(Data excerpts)
-*-
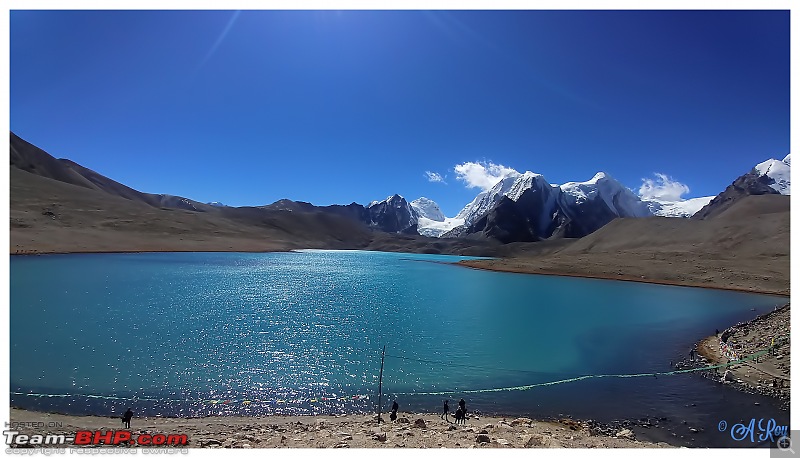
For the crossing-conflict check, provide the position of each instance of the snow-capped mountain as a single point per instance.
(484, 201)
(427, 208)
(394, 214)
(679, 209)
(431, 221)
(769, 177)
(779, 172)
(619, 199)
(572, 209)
-*-
> **Try it**:
Type out all of the records exactly, leaving out any picture.

> **Answer for the task**:
For the crossing-conflict check, provide the position of each instance of the snow-capped mountain as a single point per instance.
(484, 201)
(427, 208)
(394, 214)
(679, 209)
(431, 221)
(769, 177)
(779, 172)
(619, 199)
(572, 209)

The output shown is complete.